--- START OF DATA ENTRIES ---

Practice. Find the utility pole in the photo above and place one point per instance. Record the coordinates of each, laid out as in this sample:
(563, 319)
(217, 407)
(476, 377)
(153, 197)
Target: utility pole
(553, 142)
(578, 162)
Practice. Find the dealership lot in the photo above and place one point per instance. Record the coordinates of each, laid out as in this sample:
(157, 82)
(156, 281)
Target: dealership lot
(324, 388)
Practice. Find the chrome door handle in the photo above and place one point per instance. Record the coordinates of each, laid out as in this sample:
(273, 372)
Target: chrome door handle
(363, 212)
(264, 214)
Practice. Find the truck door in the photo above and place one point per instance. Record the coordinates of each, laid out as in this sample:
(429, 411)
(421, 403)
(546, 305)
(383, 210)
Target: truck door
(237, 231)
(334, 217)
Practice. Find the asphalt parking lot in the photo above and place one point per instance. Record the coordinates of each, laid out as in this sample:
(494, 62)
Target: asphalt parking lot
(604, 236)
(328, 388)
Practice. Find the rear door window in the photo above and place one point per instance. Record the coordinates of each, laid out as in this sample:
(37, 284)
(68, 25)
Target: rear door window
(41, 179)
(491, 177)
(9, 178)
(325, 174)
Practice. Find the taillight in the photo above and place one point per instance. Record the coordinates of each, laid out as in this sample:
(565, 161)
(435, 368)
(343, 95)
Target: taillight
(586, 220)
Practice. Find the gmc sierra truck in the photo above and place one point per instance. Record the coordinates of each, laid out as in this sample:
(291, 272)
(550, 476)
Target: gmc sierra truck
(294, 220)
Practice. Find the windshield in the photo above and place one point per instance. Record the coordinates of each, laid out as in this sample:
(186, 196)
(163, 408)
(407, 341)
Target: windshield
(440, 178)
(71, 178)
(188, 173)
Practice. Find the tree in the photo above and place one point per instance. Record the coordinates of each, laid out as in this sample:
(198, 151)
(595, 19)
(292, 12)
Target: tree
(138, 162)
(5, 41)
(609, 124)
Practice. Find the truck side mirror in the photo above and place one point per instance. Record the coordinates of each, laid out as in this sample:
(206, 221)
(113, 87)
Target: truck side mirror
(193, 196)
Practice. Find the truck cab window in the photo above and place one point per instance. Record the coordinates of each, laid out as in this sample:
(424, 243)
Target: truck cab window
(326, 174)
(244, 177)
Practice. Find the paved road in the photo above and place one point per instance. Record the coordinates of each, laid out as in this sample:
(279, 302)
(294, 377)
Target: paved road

--- END OF DATA ENTRIES ---

## WORK INSTRUCTIONS
Reproduce all of the material above, substituting "Drill" for each occurrence of "Practice" and leaving everything else unchanged.

## IN RESPONSE
Drill. Find the utility pole in the photo above and place one point per instance. Record the coordinates of each, laid out as in this sample:
(563, 319)
(217, 407)
(476, 377)
(153, 197)
Target: utility pole
(553, 142)
(578, 162)
Drill. Find the dealership lot in the photo above and place one point per instance. Record the coordinates of each, laid out as in this sample:
(157, 82)
(156, 281)
Target: dealership lot
(324, 388)
Drill. Find the chrome door handle in the photo above and place one point per instance. Record the coordinates of each, laid out as in this sample:
(273, 372)
Target: chrome door handle
(363, 212)
(264, 214)
Drill. Find the truck door in the photo above and place one point per instance. Record the coordinates of each, laid out as in this sample:
(429, 411)
(421, 403)
(546, 305)
(383, 210)
Target: truck door
(237, 231)
(334, 217)
Drill. Find the asphalt parking lot in the photo above and place one point per instance. Record the coordinates of each, laid out as in this sample:
(494, 62)
Target: asphalt parking lot
(604, 236)
(328, 388)
Drill. Find the rear door window in the photo above and place one point per instance. Record the coordinates of each, laid out as in this sample:
(37, 284)
(68, 25)
Target: rear door window
(41, 179)
(491, 177)
(9, 178)
(325, 174)
Drill. Find the taillight in the photo above and place one point per instance. Record the coordinates of each, laid out as in this sample:
(565, 161)
(435, 368)
(343, 95)
Target: taillight
(586, 220)
Drill. Find the gmc sierra truck in the photo above and place one point per instance. Record the coordinates of each, laid out as in this sample:
(291, 272)
(550, 476)
Target: gmc sierra truck
(294, 220)
Drill. Find the windshield in the photo above and place one point per instance. Record the coordinates of each, laid out as in this sample:
(186, 196)
(163, 408)
(407, 341)
Target: windshield
(440, 178)
(71, 178)
(188, 173)
Drill. Find the tree in the photo above and place one point per instance. Record the coordinates of each, laid out as in this sample:
(198, 151)
(595, 19)
(292, 12)
Target: tree
(138, 162)
(5, 41)
(609, 124)
Drill. Find the truck side mirror in the photo above and place one point per instance. Record the coordinates of each, laid out as in this sample:
(206, 221)
(113, 87)
Target: truck side mirror
(193, 196)
Drill. Find the truck cab window in the photo above and place one point per instance. Record the coordinates of each, laid out as in this sample:
(424, 243)
Target: truck cab window
(326, 174)
(244, 177)
Drill. Find the paved road in the photo above and place one point per instance. Record the coordinates of each, laid out as in this sample:
(279, 302)
(294, 377)
Target: paved road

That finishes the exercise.